### Required work
The answer must be an exact copy of all the data below.

-------- Record excerpts --------

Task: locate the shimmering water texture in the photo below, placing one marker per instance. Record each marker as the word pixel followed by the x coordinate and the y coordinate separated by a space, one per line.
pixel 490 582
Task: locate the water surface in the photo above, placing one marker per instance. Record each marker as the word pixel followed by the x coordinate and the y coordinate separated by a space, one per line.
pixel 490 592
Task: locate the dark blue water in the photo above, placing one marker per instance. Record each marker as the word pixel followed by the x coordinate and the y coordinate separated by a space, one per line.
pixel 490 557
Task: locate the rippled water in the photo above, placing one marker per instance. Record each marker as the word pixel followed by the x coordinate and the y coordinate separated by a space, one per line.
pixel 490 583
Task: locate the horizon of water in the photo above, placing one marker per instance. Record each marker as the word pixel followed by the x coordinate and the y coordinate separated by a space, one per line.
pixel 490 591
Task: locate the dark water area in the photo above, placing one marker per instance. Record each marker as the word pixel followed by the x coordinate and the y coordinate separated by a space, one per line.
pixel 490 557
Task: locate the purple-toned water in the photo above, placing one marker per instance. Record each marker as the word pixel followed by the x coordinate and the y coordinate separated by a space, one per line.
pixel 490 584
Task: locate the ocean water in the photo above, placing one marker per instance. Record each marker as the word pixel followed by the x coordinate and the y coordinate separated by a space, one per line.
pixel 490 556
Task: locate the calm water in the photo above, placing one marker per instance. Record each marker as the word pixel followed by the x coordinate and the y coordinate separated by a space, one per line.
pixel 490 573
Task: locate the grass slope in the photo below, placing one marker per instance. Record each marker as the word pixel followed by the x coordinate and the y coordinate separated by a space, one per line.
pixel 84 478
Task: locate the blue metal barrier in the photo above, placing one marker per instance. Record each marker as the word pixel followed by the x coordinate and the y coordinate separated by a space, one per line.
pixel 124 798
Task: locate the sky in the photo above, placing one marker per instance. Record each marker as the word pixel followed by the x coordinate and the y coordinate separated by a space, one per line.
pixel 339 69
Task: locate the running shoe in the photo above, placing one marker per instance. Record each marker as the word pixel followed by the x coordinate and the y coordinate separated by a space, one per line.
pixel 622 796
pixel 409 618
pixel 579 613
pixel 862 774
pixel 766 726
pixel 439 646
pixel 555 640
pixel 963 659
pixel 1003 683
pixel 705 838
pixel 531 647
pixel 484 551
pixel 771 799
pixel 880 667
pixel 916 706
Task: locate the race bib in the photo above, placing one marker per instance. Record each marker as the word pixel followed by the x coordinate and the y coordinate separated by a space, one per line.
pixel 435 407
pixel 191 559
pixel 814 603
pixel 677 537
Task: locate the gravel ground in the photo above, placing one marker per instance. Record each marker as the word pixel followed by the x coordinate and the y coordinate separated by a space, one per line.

--------

### Answer to the exercise
Task: locate the shimmering water texture in the photo below, placing one marker per instance. Record each marker as the word pixel followed by the x coordinate and the y coordinate separated by a space, one per line.
pixel 490 582
Task: locate the water surface in the photo above, placing one marker per instance. Record each marker as the word pixel followed by the x coordinate and the y coordinate separated by a space, one per line.
pixel 490 592
Task: locate the dark blue water in the photo above, placing one marker per instance. Record each marker as the word pixel followed by the x coordinate and the y coordinate separated by a space, one per line.
pixel 490 557
Task: locate the rippled water in the photo above, placing one marker per instance. Record each marker as the word pixel followed by the x coordinate and the y coordinate separated by a space, one per line.
pixel 490 583
Task: locate the horizon of water in the photo above, placing one marker per instance. Record each marker as the word pixel followed by the x coordinate and the y coordinate separated by a space, one per line.
pixel 490 591
Task: locate the dark water area in the photo above, placing one marker per instance. Record each marker as the word pixel followed by the x coordinate and the y coordinate separated by a space, one per line.
pixel 490 557
Task: locate the purple-toned water in the photo above, placing one marker per instance. Record each marker as the word pixel followed by the x coordinate and the y coordinate separated by a space, one per line.
pixel 490 584
Task: locate the ocean water in the photo above, placing one marker per instance. Record each marker as the word pixel followed by the x coordinate and the y coordinate separated by a space, one per line.
pixel 490 556
Task: locate the calm water in the photo above, placing one marker per instance. Record each marker as the word pixel followed by the x coordinate and the y coordinate separated by a space, one per line.
pixel 490 573
Task: locate the grass slope in the photo below, placing one marker per instance. Record each marker as the word pixel followed by the x coordinate and the y coordinate separated by a space, one per line.
pixel 84 478
Task: locate the blue metal barrier in the photo above, placing one marker per instance. Record each marker as the word pixel followed by the x coordinate and the y coordinate separated by a space, one per line.
pixel 124 798
Task: locate the sky in the photo above, placing one marker per instance. Record each marker as the word pixel followed by the x coordinate and the y coordinate separated by a space, one per line.
pixel 339 69
Task: locate the running shoe in the photo above, placing one marker per instance. Record each marker as the word pixel followed by the x coordinate and the y coordinate separated by a space, one per line.
pixel 622 796
pixel 409 618
pixel 579 613
pixel 862 774
pixel 766 726
pixel 439 646
pixel 555 640
pixel 963 659
pixel 1003 683
pixel 705 838
pixel 531 647
pixel 484 551
pixel 771 799
pixel 880 667
pixel 916 706
Task: locate the race bib in the photo above, placing one marker per instance. Record each marker as the word pixel followed by the x coordinate and the y coordinate separated by a space, one per line.
pixel 435 407
pixel 191 559
pixel 814 603
pixel 677 537
Task: locate the gravel ground in the photo above, placing one marker per instance. Record each marker as the word pixel followed by the x coordinate and the y coordinate separated by a space, one per line.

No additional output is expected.